**Tarefa obrigatória 1:** Extraia do texto sobre o governo Temer, sem mudar nada, a parte que vai de "Para se manter" até "favorável ao presidente...", com as duas incluídas.
**Tarefa obrigatória 2:** Extraia dos registros cada linha em que aparece a palavra "pole".
══ Trecho do texto
Pesquisa do Ibope, encomendada pela Confederação Nacional das Indústrias (CNI), revela que 70% dos eleitores consideram o governo Temer ruim ou péssimo – índice de reprovação comparável ao da ex-presidente Dilma Rousseff em dezembro de 2015, seis meses antes do golpe. Outra pesquisa, do mesmo instituto, encomendada pela ONG Avaaz, mostra que 81% dos brasileiros são a favor da abertura de processo contra Temer no Supremo Tribunal Federal (STF), e que, para 79% dos entrevistados, "o deputado que votar contra a denúncia é cúmplice da corrupção".

Mas isso não preocupa nossos representantes, claro. Segundo levantamento da revista Congresso em Foco, 190 dos 513 deputados federais e 42 dos 81 senadores estão envolvidos em inquéritos ou ações penais no STF – incluindo os presidentes da Câmara, Rodrigo Maia (DEM-RJ), e do Senado, Eunício Oliveira (PMDB-CE). Além disso, oito ministros de Temer são alvos de inquéritos no STF por suspeita de corrupção. As ações no STF envolvem políticos tanto da situação, quanto da oposição: no ranking figuram, entre os mais citados, o PP (35 parlamentares), PMDB (32), PT (32), PSDB (26) e PR (19).

Para se manter no cargo, e dar curso a seus projetos autoritários – as reformas trabalhista e da educação, já aprovadas, e da previdência, em processo -, Temer tem feito concessões inimagináveis. Entre o início de junho e final de julho, período em que o escândalo da JBS veio à tona, o Governo liberou R$ 4,1 bilhões em verbas para fidelizar votos. Segundo a ONG Contas Abertas, 36 dos 40 deputados que se manifestaram pelo arquivamento da denúncia de corrupção passiva contra Temer na Comissão de Constituição e Justiça (CCJ) foram contemplados com R$ 134 milhões em emendas, recursos que os deputados destinam às suas bases eleitorais. O campeão de recebimento de verbas foi o deputado Paulo Abi-Ackel (PSDB-MG), relator do parecer alternativo favorável ao presidente...

Mas, além da compra de votos com dinheiro público, Temer tem ajudado a destravar projetos que atingem diretamente a sociedade, principalmente aqueles patrocinados pela chamada Bancada BBB (Boi, Bala, Bíblia). A Frente Parlamentar pela Agropecuária conseguiu a sanção, em julho, da medida provisória que permite a legalização de áreas públicas invadidas. A chamada MP da Grilagem abre caminho para o aumento do desmatamento e dos conflitos de terra, principalmente na Amazônia.

Já a Frente Parlamentar Evangélica está confiante na aprovação em plenário do Estatuto do Nascituro, que já conta com parecer favorável da CCJ. Com 31 artigos, na prática torna o aborto crime hediondo, estabelecendo penas de um a três anos de detenção para quem "causar culposamente a morte de nascituro" e de um a dois anos para quem "induzir mulher grávida a praticar aborto ou oferecer-lhe ocasião para que a pratique".
════
══ Material de origem
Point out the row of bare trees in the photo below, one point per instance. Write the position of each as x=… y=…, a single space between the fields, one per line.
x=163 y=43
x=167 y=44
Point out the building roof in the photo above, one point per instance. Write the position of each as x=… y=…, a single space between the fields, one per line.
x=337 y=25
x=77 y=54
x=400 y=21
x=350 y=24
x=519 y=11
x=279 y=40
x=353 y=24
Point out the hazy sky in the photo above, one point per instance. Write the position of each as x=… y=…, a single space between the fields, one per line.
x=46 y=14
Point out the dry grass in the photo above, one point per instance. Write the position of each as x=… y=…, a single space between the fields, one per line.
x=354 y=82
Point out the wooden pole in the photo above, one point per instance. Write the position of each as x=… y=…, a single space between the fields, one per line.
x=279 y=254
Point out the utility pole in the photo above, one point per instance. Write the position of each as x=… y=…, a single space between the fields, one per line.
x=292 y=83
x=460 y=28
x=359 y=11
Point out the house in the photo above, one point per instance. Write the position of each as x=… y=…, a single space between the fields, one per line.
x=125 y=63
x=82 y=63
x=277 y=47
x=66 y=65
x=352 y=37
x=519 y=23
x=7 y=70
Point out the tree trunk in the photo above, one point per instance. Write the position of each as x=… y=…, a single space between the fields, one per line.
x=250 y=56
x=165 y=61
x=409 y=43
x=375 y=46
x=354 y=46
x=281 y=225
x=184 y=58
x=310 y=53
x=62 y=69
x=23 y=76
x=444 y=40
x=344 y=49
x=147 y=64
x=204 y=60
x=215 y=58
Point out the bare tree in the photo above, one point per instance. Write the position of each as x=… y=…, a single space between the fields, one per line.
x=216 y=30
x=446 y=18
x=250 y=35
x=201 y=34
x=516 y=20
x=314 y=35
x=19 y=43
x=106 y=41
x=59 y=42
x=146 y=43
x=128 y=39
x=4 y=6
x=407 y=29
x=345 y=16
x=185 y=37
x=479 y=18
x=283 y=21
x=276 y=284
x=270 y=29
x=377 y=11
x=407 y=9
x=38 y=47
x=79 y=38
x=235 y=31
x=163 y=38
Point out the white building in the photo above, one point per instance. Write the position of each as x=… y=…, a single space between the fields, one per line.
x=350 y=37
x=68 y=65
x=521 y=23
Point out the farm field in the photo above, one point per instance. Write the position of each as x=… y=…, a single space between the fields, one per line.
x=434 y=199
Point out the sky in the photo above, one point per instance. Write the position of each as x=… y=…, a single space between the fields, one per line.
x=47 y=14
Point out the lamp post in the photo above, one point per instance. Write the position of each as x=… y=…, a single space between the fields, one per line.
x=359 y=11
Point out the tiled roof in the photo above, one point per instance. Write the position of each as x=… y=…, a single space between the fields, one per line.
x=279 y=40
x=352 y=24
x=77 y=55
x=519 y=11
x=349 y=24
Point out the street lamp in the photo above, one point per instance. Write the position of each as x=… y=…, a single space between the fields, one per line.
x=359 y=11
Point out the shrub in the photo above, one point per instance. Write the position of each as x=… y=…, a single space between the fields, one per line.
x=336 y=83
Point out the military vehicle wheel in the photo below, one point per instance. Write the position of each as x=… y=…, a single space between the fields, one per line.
════
**Resposta correta 1:**
Para se manter no cargo, e dar curso a seus projetos autoritários – as reformas trabalhista e da educação, já aprovadas, e da previdência, em processo -, Temer tem feito concessões inimagináveis. Entre o início de junho e final de julho, período em que o escândalo da JBS veio à tona, o Governo liberou R$ 4,1 bilhões em verbas para fidelizar votos. Segundo a ONG Contas Abertas, 36 dos 40 deputados que se manifestaram pelo arquivamento da denúncia de corrupção passiva contra Temer na Comissão de Constituição e Justiça (CCJ) foram contemplados com R$ 134 milhões em emendas, recursos que os deputados destinam às suas bases eleitorais. O campeão de recebimento de verbas foi o deputado Paulo Abi-Ackel (PSDB-MG), relator do parecer alternativo favorável ao presidente...

**Resposta correta 2:**
Point out the wooden pole in the photo above, one point per instance. Write the position of each as x=… y=…, a single space between the fields, one per line.
Point out the utility pole in the photo above, one point per instance. Write the position of each as x=… y=…, a single space between the fields, one per line.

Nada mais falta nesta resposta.